_Problem statement_.
Set down each record below precisely, skipping the pictures.

Dataset entries
━━━━━━━━━━━━━━━━━━━━━━━━━━━━━━
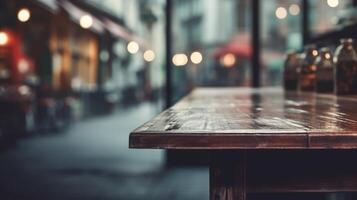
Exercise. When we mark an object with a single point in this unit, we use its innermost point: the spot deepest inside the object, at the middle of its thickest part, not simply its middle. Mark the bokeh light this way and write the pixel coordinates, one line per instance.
(149, 55)
(294, 9)
(86, 21)
(23, 15)
(179, 59)
(228, 60)
(3, 38)
(281, 13)
(333, 3)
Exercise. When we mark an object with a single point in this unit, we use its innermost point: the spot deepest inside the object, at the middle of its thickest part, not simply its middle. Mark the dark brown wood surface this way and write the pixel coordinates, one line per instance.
(244, 118)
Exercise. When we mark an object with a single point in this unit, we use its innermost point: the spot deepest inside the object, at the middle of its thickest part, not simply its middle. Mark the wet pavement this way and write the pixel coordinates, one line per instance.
(91, 160)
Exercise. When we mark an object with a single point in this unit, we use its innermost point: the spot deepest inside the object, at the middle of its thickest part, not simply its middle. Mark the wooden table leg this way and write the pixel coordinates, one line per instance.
(227, 175)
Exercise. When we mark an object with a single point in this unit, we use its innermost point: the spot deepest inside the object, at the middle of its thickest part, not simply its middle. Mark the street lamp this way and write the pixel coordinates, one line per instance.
(23, 15)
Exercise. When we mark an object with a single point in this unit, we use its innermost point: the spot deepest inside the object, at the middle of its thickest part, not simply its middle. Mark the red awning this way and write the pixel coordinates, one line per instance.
(239, 50)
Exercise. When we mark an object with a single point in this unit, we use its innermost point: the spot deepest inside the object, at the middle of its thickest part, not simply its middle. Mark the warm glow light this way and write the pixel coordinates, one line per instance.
(294, 9)
(133, 47)
(315, 52)
(281, 13)
(23, 66)
(86, 21)
(196, 57)
(228, 60)
(23, 15)
(180, 59)
(333, 3)
(3, 38)
(149, 55)
(327, 56)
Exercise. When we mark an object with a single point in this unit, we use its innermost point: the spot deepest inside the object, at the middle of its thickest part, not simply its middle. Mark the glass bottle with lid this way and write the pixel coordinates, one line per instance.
(291, 72)
(307, 76)
(325, 71)
(346, 68)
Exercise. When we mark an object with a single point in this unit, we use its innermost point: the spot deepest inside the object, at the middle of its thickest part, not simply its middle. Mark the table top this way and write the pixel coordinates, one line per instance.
(246, 118)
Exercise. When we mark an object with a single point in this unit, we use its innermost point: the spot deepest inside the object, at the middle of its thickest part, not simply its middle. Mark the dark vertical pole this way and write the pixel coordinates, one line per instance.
(256, 43)
(305, 22)
(168, 92)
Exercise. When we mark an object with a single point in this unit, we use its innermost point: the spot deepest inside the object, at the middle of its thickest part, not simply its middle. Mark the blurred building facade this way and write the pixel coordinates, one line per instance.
(79, 48)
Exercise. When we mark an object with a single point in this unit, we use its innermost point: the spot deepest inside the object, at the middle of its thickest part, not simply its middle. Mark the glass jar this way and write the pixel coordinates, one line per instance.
(325, 71)
(346, 68)
(307, 76)
(291, 72)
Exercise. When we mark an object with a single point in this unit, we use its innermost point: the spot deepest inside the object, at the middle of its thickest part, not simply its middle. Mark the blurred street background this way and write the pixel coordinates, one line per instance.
(77, 76)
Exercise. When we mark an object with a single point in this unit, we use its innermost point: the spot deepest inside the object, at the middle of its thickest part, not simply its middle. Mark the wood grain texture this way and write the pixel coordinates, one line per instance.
(244, 118)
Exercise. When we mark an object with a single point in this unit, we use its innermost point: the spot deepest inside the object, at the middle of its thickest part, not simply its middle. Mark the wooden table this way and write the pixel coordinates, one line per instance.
(263, 140)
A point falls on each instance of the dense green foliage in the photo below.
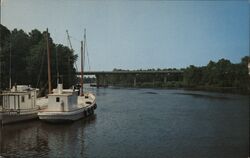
(26, 54)
(221, 75)
(24, 57)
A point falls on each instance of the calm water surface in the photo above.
(141, 123)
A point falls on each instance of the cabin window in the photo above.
(22, 98)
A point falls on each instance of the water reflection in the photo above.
(40, 139)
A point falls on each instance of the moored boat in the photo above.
(64, 105)
(18, 104)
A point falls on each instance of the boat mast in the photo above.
(81, 89)
(82, 60)
(10, 66)
(48, 55)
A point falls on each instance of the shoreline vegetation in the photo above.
(23, 58)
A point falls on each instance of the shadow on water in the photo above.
(40, 139)
(149, 93)
(196, 95)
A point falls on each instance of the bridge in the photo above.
(104, 74)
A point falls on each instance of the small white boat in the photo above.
(18, 104)
(64, 105)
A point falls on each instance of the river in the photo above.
(141, 123)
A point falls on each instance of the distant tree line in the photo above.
(23, 56)
(221, 75)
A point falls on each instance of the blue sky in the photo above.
(140, 34)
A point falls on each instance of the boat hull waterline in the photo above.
(67, 116)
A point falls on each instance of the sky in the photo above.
(138, 34)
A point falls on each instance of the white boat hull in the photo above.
(67, 116)
(8, 118)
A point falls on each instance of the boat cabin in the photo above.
(62, 99)
(19, 98)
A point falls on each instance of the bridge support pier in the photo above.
(97, 81)
(165, 79)
(135, 81)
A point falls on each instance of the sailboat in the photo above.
(66, 105)
(18, 103)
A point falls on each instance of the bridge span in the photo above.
(104, 74)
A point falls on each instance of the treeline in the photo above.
(23, 57)
(222, 75)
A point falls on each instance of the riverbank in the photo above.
(181, 85)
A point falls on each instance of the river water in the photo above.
(141, 123)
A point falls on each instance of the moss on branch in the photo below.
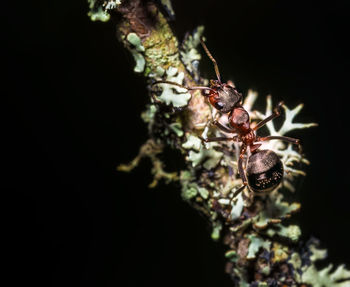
(262, 247)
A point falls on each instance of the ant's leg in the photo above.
(276, 113)
(223, 128)
(241, 173)
(219, 139)
(240, 165)
(282, 138)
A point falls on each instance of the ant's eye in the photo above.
(219, 105)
━━━━━━━━━━━━━━━━━━━━━━━━━━━━━━
_Solution for this exercise_.
Exercise. When we mark an object with a single point in this unit, we use its innermost point: the spot deepest inside the object, at the middle of its thickest part, not simply its middle. Mark the bokeh light this way and write the pixel coordinates, one line per instance.
(149, 55)
(294, 9)
(86, 21)
(23, 15)
(179, 59)
(228, 60)
(3, 38)
(281, 13)
(333, 3)
Exercise. When we mark an object with a single point in this unit, we use its innermost point: the spot deepest inside the object, at the middle of its thickest part, not simply its middle. Mark the dark brown wood surface this way and write the pixel coordinates, one line per instance.
(244, 118)
Exercise. When we mark an object with a single point in this unit, we use its innermost point: the spot deepest inside the object, at the middle of its thickest part, not simply its middle. Mark the wet pavement this way and write the pixel coordinates, one line per instance.
(91, 160)
Exercise. When we mark an object with a single point in this unit, we use its innermost point: the spot deepest inside the object, at the middle of its thickest part, not simply its middle. Mark the wooden table leg this way and write the pixel coordinates, one line per instance.
(227, 175)
Exercise. When we mark an object with a single point in this unit, we use its innermost point: the spot deepest inside the object, at the middle of its thickest part, not simply its middle. Mark the street lamp this way and write the pixel coordinates, one line per instance.
(23, 15)
Exercise. When we mark an object with a single point in this unit, we use its innermost point: the spot deepest inside the object, at the middle of its thickest part, not simply its middle. Mark the red awning this way and write the pixel coordinates, one line per instance.
(239, 50)
Exercise. When we mark an object with a single point in this unit, we use its innermost point: the spot deepest inside the object, at the middle of its thickest part, not simply its middle. Mark the warm glow light this way and write the pixel coordinates, one line per instance.
(294, 9)
(133, 47)
(315, 52)
(281, 13)
(23, 66)
(86, 21)
(196, 57)
(228, 60)
(23, 15)
(180, 59)
(333, 3)
(3, 38)
(149, 55)
(327, 56)
Exercise. When we mark an object with a single point in this unit, we use its innermost point: the spot deepest inside the object, at the middle of its thickest part, not simply its middle. Mark the glass bottle with lid this way and write the pixel coordinates, one line per instance.
(291, 72)
(307, 76)
(325, 71)
(346, 68)
Exercise. When we mark an object with a single point in this unit, we use its innermost point: the spot deepest inside the object, at the middle of its thickest part, not simply its middle. Mark the table top this way and write the pixel coordinates, one line per instance.
(246, 118)
Exercise. When we mark an object with a single point in this unit, we use its innermost point: the spot deepest inside the object, at the middle of its thickest part, not simply its middle. Mark the dark vertical pole this way and write the pixel coordinates, one line per instance.
(256, 43)
(305, 22)
(168, 92)
Exercise. When we mark an object with a single point in this unit, we use its innermost point: the spot deepest inside the object, at the middle of its thickest part, not simply its middle. Mark the blurred building facade this way and write the pixel coordinates, one line per instance.
(79, 48)
Exercise. When we mark an object with a single point in this unit, we use its innermost point: the spot deepest inside the object, at the middle of its thickest part, not simply its middle. Mark the glass jar this way and write the pixel coordinates, one line per instance.
(325, 71)
(346, 68)
(307, 76)
(291, 72)
Exercise. When we mark an object with a single point in this unit, we use its innermost point: the spot deepest inside the object, at the middle of its thickest part, not simply its middle. Mark the blurred street background this way and write the pixel coordinates, one line per instance.
(77, 76)
Exercise. When we mark an object with a single point in this unit, we use its innermost point: the spot deepest inside the object, at the middle of its thickest part, not simply its middle. Mark the wood grain texture this way and write the pixel coordinates, one line per instance.
(244, 118)
Exercise. When we mark an object with a single point in this unit, we use its innermost point: the spot deepest inside the object, at the middle of its thickest part, not simply its middle. Mark the wooden table this way and write the pixel coordinates, one line per instance.
(263, 140)
A point falls on each instance of the dense green foliage in the photo below.
(26, 54)
(221, 75)
(24, 57)
A point falls on each instance of the calm water surface in the photo above.
(141, 123)
A point falls on each instance of the cabin window in the photo above.
(22, 98)
A point falls on each instance of the water reflection in the photo above.
(40, 139)
A point falls on each instance of the moored boat in the photo above.
(64, 105)
(18, 104)
A point falls on each instance of the boat mast in the photo above.
(81, 89)
(82, 60)
(10, 66)
(48, 55)
A point falls on each instance of the shoreline vegetation in the photo above.
(23, 58)
A point falls on each instance of the shadow on water in the photo above.
(40, 139)
(149, 93)
(196, 95)
A point falls on each instance of the bridge in the photo above.
(104, 74)
A point falls on each instance of the small white boat in the photo above.
(18, 104)
(64, 105)
A point falls on each instance of the river in the photo above.
(141, 123)
A point falls on each instance of the distant tree line in the photo above.
(23, 56)
(221, 75)
A point falls on each instance of the blue sky in the photo above.
(140, 34)
A point falls on each instance of the boat hull waterline in the photo above.
(67, 116)
A point falls on each instance of the sky in the photo above.
(138, 34)
A point falls on each instance of the white boat hull in the photo above.
(67, 116)
(8, 118)
A point falls on each instance of the boat cabin in the photo above.
(62, 99)
(19, 98)
A point falls on each instance of the bridge support pier in the photo above.
(97, 81)
(165, 79)
(135, 81)
A point falls on each instance of the sailboat in the photo above.
(66, 105)
(18, 103)
A point falls on each instance of the bridge span in the photo above.
(104, 74)
A point falls on each instance of the treeline in the photo above.
(23, 57)
(222, 75)
A point falls on each instance of the riverbank in the photo above.
(181, 85)
A point falls on each instance of the river water in the photo above.
(141, 123)
A point falls on each instance of the moss on branch in the photo below.
(262, 247)
A point falls on each instance of the ant's leg in the photo above.
(276, 113)
(223, 128)
(241, 173)
(219, 139)
(240, 165)
(282, 138)
A point falls on each instance of the ant's eye in the photo above.
(219, 105)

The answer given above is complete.